INFORMATION PROVIDED

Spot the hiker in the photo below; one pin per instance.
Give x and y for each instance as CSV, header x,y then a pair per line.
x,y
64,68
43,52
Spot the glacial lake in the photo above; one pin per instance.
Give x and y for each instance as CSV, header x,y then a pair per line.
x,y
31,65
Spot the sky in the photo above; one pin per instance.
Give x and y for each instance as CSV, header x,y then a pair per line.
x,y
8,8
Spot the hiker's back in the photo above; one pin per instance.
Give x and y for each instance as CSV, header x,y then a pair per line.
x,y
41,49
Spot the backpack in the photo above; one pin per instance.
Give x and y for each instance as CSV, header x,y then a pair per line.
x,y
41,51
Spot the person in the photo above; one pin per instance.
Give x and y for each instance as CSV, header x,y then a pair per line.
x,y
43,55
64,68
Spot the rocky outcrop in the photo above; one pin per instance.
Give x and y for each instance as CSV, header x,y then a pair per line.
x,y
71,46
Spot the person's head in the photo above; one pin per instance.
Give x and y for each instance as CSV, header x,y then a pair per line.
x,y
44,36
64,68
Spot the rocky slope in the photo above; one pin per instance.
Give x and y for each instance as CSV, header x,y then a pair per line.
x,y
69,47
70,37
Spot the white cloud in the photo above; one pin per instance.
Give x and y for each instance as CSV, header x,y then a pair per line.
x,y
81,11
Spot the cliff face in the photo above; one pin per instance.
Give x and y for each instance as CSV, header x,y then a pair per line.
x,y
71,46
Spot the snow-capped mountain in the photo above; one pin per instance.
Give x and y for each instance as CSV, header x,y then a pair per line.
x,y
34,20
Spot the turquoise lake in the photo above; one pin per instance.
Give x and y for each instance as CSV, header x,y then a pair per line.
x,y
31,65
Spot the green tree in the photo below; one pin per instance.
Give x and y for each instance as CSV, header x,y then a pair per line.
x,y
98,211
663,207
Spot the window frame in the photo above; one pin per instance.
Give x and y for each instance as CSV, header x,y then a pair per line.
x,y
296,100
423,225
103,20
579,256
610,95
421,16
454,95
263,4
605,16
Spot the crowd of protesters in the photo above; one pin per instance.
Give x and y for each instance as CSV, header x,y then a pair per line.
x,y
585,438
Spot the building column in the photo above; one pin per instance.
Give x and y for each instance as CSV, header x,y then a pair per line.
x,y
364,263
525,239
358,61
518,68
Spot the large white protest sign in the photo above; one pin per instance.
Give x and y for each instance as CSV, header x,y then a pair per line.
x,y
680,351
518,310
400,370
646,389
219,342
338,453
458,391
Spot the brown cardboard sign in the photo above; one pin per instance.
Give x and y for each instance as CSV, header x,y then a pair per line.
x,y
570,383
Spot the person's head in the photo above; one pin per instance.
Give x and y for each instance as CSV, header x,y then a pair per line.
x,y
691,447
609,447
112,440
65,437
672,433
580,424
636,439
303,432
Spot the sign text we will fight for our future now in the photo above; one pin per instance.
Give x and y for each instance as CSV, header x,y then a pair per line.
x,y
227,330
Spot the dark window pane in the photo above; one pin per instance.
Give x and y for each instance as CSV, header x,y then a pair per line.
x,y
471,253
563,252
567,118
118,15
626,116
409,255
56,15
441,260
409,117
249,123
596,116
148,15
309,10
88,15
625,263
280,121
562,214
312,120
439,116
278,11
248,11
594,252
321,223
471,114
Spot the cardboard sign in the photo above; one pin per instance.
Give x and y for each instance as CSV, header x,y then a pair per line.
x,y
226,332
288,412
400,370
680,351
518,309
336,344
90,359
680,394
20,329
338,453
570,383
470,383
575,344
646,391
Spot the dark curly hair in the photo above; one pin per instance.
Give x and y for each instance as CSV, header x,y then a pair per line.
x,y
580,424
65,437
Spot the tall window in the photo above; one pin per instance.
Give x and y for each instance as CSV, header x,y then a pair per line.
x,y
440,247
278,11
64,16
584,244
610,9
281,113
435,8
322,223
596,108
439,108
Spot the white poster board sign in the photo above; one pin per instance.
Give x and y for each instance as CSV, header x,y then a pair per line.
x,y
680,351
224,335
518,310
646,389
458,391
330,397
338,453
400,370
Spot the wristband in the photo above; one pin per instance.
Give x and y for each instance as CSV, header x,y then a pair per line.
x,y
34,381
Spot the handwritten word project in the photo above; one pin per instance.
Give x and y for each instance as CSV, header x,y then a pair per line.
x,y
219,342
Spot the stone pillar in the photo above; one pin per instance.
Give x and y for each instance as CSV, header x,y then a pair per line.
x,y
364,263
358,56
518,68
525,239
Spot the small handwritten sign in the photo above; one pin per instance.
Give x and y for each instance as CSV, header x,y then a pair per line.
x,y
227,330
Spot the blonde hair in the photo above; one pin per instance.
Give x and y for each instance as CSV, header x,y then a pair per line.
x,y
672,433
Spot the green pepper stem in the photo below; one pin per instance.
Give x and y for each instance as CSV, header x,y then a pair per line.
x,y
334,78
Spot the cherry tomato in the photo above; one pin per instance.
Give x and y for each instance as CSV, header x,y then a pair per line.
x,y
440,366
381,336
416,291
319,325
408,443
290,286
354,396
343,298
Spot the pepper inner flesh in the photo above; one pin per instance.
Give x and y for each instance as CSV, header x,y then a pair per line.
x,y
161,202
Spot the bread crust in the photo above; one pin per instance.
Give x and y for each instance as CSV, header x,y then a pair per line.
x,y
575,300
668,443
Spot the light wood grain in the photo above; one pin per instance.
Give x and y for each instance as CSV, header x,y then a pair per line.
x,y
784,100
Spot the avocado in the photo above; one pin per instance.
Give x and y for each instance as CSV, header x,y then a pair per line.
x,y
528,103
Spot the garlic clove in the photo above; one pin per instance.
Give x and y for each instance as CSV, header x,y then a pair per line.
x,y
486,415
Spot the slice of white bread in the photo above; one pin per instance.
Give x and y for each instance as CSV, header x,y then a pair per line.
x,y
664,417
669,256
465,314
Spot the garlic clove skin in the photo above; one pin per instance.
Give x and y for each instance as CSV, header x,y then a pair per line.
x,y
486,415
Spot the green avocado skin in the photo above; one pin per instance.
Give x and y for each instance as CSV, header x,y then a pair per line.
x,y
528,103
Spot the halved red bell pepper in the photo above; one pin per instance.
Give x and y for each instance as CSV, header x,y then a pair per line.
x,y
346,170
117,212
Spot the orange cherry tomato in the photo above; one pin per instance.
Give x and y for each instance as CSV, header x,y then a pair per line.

WHAT IS BEING ASKED
Return every record above exactly as it appears.

REPLY
Spot the hiker in the photo below; one pin per instance.
Give x and y for each instance as CSV, header x,y then a pair per line.
x,y
64,68
43,52
Spot the glacial lake in the photo above; one pin per instance.
Give x and y for each instance as CSV, header x,y then a pair per line.
x,y
31,65
Spot the sky in the photo above; one pin per instance.
Give x and y for each instance as CSV, header x,y then a pair per line.
x,y
8,8
Spot the hiker's back in the photo above; one pin per instance.
Give x and y for each instance as CSV, header x,y then a pair per line.
x,y
41,49
Spot the backpack in the photo above; one pin per instance.
Give x and y for each instance as CSV, header x,y then a pair per line.
x,y
41,51
Spot the person in the photo above; one pin per instance.
Give x and y for each instance as CSV, header x,y then a pair per line.
x,y
43,55
64,68
Spot the rocky outcrop in the photo above; one pin per instance.
Give x and y for each instance as CSV, header x,y then a pair per line.
x,y
71,46
Spot the person's head in the photo above; one pin per instance.
Give x and y for each instance as CSV, header x,y then a pair per line.
x,y
44,36
64,68
Spot the rocky slope in the photo above; one pin per instance.
Give x and y for each instance as CSV, header x,y then a pair per line.
x,y
69,47
70,37
Spot the white cloud in the photo above; one pin per instance.
Give x and y for each instance as CSV, header x,y then a pair per line.
x,y
81,11
Spot the cliff face in the photo above; one pin per instance.
Give x and y for each instance as CSV, header x,y then a pair per line.
x,y
71,46
Spot the snow-capped mountain in the photo above; one pin per instance.
Give x and y for each instance as CSV, header x,y then a pair per line.
x,y
34,20
Spot the turquoise lake in the photo above; one pin per instance.
Give x and y for each instance as CSV, header x,y then a pair per line.
x,y
31,65
Spot the green tree in the photo below; one pin per instance.
Give x and y for each instance as CSV, header x,y then a pair per line.
x,y
98,211
663,207
Spot the window frame in the photo above; one pin per instance.
Give x and y for each instance as CSV, header x,y then a pair per line.
x,y
296,100
423,225
103,20
579,256
610,95
421,16
454,95
263,4
605,16
Spot the crowd of protesters in the photo above; one pin per instance.
Give x and y for each instance as CSV, header x,y then a pair per line.
x,y
585,438
Spot the building column in the photo above; one pin per instance.
Give x and y for each instance as CSV, header x,y then a pair per line.
x,y
364,263
525,239
358,61
518,68
Spot the large white protest sign in the photo above; one pin per instance.
Give x and y for each instance as CSV, header x,y then a pair per line.
x,y
680,351
518,310
400,370
646,389
219,342
338,453
458,391
Spot the brown cardboard sign in the photo above; one pin per instance.
Give x and y for each instance as CSV, header x,y then a pair per line.
x,y
570,383
Spot the person's head in the photo above; one pin per instance.
Give x and y for each instance as CSV, header x,y then a pair per line.
x,y
691,447
609,447
112,440
65,437
672,433
580,424
636,439
303,432
Spot the sign text we will fight for our future now in the photo above; one pin per instance.
Give x and y for each instance as CSV, header x,y then a pair per line.
x,y
227,330
Spot the dark window pane in the photo above; one pin per instance.
Give x and y for each instance as CSV, header x,y then a pair per line.
x,y
471,253
563,252
567,118
118,15
626,116
409,255
56,15
441,260
409,117
249,123
596,116
148,15
309,10
88,15
625,263
280,121
562,214
312,120
439,116
278,11
248,11
594,252
321,223
471,114
Spot the cardboard sign in the photo above; one pin per instance.
Give x and y for each instance as CSV, header x,y then a pair per line.
x,y
226,332
288,412
400,370
680,351
518,309
336,344
90,359
680,394
20,329
338,453
570,383
470,383
575,344
646,391
Spot the dark curly hair in the photo above; one pin per instance.
Give x and y for each instance as CSV, header x,y then a pair per line.
x,y
580,424
65,437
Spot the tall window in the photo above; one pin per instance.
Give x and y for each instance as CSV, header x,y then a pair per line.
x,y
440,247
278,11
64,16
584,244
610,9
281,113
435,8
322,223
596,108
439,108
Spot the white poster board sign in the photo above; one pin per instance.
Give x and y for each instance as CSV, header x,y then a pair per line.
x,y
680,351
224,335
518,310
646,389
458,391
330,397
338,453
400,370
Spot the wristband in the photo above; one pin per instance.
Give x and y for each instance as CSV, header x,y then a pair per line.
x,y
34,381
Spot the handwritten word project in the photo above; one pin per instance.
Give x and y for each instance as CSV, header x,y then a pair per line.
x,y
219,342
Spot the stone pillar in the photo above; one pin per instance.
Give x and y for each instance as CSV, header x,y then a pair per line.
x,y
364,263
358,56
518,68
525,239
Spot the small handwritten sign in the photo above; one pin per instance.
Give x and y for each instance as CSV, header x,y then a pair per line.
x,y
227,330
Spot the blonde hair in the photo above; one pin per instance.
Give x and y for each instance as CSV, header x,y then a pair per line.
x,y
672,433
Spot the green pepper stem in the photo below; one pin per instance.
Give x and y for each instance as CSV, header x,y then a pair per line.
x,y
334,78
Spot the cherry tomato in the photo above; one pin per instance.
Give x and y for each instance as CSV, header x,y then a pair per line.
x,y
440,366
381,336
416,291
319,325
408,443
290,286
354,396
343,298
Spot the pepper inner flesh in the photo above; one pin per instance.
Give x and y for each instance as CSV, header x,y then a pair per line.
x,y
161,202
Spot the bread crust in the photo above; one pin per instance.
Give x and y for each instance as CSV, header x,y then a pair per line.
x,y
575,300
668,443
Spot the light wood grain in the photo above; one pin per instance.
Give x and y for each instance as CSV, header x,y then a pair per line.
x,y
784,100
Spot the avocado in the photo above; one pin per instance.
Give x and y for each instance as CSV, header x,y then a pair per line.
x,y
528,103
Spot the garlic clove in the photo above; one pin per instance.
Give x and y for each instance as CSV, header x,y then a pair per line.
x,y
486,415
Spot the slice of white bread in the photo above; one pin per instance.
Give x and y for each instance as CSV, header x,y then a pair per line.
x,y
664,417
669,256
465,314
Spot the garlic clove skin in the photo above; one pin per instance.
Give x and y for each instance as CSV, header x,y then a pair per line.
x,y
486,415
Spot the green avocado skin in the photo above; one pin per instance.
Give x and y for each instance as CSV, header x,y then a pair per line.
x,y
528,103
Spot the halved red bell pepper in the photo above; one pin per instance.
Give x and y for each instance as CSV, header x,y then a pair per line.
x,y
346,170
117,212
Spot the orange cherry tomato in the photo above; one pin per instance.
Give x and y for each instance as CSV, header x,y then a pair per line.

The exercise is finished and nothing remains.